(WHAT TO DO):
Lines from the one containing "Expected: one point per instance of the concrete" through the last line of the data are to be repeated word for word, both ends included.

(DATASET EXTRACT):
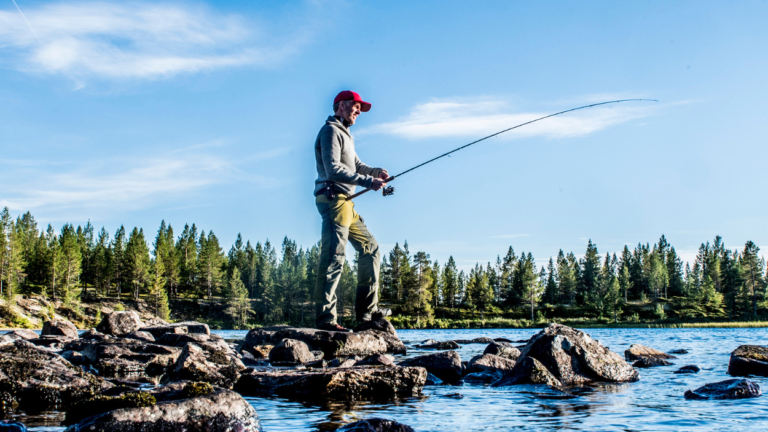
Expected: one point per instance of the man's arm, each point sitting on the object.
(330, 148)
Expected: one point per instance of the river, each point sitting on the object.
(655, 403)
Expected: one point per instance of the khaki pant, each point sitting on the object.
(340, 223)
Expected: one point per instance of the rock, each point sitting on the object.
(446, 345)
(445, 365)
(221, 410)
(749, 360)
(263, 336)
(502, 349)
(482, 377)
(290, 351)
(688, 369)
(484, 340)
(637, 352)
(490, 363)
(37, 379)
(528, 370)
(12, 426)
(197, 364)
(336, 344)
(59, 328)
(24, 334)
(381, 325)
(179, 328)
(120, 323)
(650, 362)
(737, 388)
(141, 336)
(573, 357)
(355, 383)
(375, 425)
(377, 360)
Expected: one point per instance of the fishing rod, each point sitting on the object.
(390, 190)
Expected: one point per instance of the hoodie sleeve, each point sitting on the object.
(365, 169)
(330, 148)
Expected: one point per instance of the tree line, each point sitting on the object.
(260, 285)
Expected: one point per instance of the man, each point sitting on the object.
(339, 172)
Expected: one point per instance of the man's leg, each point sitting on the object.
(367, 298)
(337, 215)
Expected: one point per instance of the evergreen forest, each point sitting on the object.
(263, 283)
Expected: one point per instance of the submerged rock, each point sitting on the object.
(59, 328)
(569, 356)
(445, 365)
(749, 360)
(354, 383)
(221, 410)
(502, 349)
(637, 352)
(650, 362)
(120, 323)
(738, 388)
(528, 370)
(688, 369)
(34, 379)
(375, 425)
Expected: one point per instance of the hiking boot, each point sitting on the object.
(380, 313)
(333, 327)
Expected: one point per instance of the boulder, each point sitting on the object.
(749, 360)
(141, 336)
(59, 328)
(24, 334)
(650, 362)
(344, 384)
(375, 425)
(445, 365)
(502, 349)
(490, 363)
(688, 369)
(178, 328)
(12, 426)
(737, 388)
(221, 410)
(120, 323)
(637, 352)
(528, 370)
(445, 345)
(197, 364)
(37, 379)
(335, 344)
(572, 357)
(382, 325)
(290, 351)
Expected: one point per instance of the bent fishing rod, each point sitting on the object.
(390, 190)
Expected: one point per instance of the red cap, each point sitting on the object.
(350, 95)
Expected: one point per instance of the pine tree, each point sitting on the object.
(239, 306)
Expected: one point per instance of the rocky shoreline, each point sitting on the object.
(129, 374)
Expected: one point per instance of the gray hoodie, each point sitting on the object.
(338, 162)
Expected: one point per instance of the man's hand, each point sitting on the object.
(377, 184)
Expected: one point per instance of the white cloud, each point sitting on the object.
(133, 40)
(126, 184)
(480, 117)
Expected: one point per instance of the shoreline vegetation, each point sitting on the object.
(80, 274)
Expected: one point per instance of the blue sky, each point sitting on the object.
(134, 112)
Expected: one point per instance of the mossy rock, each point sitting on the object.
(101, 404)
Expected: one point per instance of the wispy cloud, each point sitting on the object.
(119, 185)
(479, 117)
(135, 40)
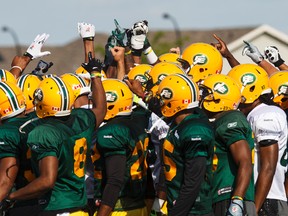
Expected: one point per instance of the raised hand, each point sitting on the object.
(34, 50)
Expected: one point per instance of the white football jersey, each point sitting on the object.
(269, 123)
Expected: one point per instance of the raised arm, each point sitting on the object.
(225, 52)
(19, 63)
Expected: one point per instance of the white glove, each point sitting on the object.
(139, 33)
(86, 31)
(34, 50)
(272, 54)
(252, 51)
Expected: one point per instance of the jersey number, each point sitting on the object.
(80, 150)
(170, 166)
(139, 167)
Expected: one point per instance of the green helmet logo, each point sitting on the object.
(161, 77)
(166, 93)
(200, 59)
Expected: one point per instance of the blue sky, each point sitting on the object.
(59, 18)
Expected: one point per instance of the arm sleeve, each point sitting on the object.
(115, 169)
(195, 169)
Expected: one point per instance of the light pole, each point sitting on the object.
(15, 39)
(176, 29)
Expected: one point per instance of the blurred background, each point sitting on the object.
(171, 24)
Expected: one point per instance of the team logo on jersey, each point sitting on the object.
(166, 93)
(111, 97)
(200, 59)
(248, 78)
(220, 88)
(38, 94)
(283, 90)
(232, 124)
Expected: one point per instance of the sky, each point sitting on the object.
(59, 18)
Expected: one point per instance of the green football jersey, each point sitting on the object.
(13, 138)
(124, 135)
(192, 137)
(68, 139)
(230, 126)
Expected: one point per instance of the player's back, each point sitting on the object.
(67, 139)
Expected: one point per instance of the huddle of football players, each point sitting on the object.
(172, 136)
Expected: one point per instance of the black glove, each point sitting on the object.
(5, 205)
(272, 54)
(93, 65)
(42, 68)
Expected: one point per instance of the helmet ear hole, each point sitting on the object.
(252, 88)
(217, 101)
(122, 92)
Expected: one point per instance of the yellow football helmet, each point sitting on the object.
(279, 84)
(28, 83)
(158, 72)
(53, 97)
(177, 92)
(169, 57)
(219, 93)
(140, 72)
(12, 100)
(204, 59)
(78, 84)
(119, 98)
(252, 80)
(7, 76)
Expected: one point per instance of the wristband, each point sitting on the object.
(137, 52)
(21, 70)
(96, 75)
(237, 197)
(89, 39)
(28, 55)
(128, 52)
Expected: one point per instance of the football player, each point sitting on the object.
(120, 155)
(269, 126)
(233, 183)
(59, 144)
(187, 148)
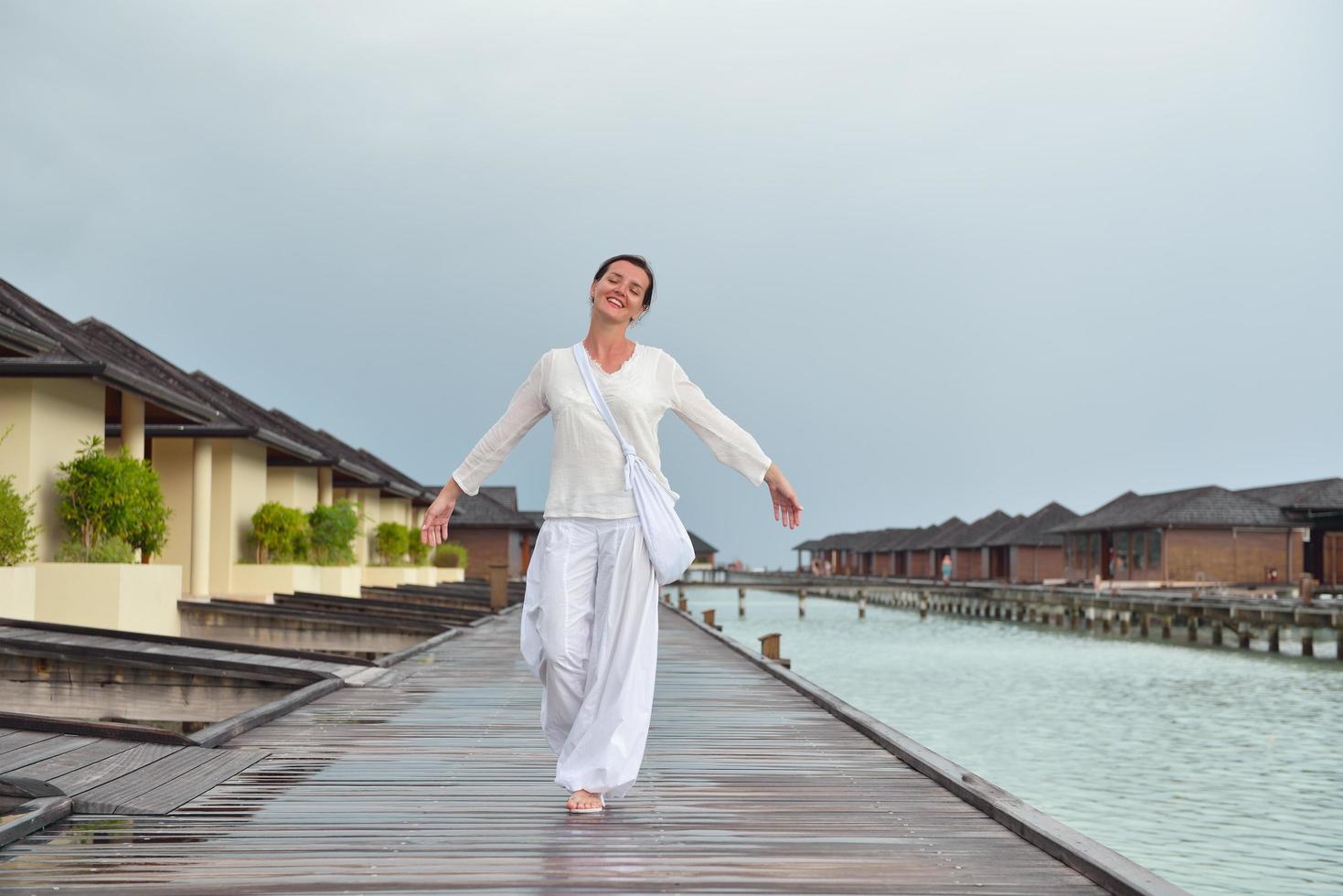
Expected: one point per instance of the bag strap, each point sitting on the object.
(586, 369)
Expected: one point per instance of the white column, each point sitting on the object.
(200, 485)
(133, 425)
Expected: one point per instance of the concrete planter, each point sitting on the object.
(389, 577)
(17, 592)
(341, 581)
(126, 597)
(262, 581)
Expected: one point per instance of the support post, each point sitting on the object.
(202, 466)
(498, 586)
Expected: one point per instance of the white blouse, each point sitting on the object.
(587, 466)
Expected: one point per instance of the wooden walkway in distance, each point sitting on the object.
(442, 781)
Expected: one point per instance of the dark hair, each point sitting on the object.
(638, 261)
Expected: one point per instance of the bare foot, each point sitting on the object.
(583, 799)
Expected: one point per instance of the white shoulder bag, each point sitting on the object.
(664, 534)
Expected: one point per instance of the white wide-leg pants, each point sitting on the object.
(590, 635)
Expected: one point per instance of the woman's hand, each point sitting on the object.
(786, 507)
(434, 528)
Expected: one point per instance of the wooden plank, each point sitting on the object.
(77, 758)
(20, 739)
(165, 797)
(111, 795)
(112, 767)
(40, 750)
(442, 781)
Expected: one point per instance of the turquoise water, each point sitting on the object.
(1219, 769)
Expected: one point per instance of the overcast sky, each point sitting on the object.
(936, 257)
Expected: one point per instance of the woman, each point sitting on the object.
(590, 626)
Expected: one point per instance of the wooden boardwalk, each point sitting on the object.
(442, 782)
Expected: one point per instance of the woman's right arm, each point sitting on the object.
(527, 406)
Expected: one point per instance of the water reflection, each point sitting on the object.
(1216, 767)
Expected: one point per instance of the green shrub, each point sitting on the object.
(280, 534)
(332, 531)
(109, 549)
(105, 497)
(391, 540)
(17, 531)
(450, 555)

(RESULT):
Expected: one point per instance of the concrete planter, each point sitting on the object.
(389, 577)
(17, 592)
(341, 581)
(126, 597)
(262, 581)
Expected: one point per instance of the support post, each point sitting on the object.
(202, 466)
(498, 586)
Expected: one point per instance of the white blouse, each point sitting on the object.
(587, 466)
Expected: one point per instance of the wooden walkway in distance, each point sitting on the object.
(442, 781)
Expected: one point per instance of the dark hair, each point sitting on the object.
(638, 261)
Expected: one point per instance of the bare foot, each point sitting on the object.
(583, 799)
Expected: one point per instance of the white shoulder bag, each point sitting on the object.
(664, 534)
Expected: one point per instance of the white wide-leg pants, each point sitting on the object.
(590, 635)
Expected: one point per instance of the woman's hand, each point sitting on the object.
(786, 507)
(434, 528)
Expected: one point per instance of the wooden plank, each point sitting on the object.
(77, 758)
(20, 739)
(165, 797)
(111, 795)
(112, 767)
(40, 750)
(442, 781)
Expected: one point per instance of the turquoise water, each point sitting on the object.
(1219, 769)
Expected: one point per instance of the overcast sky, each point sitting on the object.
(936, 257)
Expected: one point per instance of the woman, each point sitting on the object.
(590, 626)
Expected: one point per instance of the wooden boardwalk, each point sitting on the object.
(442, 782)
Expected: one point per instance of the woman's right arm, each point sitting on the object.
(527, 406)
Expected: one point per instance of the water reflection, each point sitting on the object.
(1216, 767)
Expected: one point per instance of the green shrub, each point sitting on the object.
(280, 534)
(332, 531)
(109, 549)
(105, 497)
(391, 540)
(17, 531)
(450, 555)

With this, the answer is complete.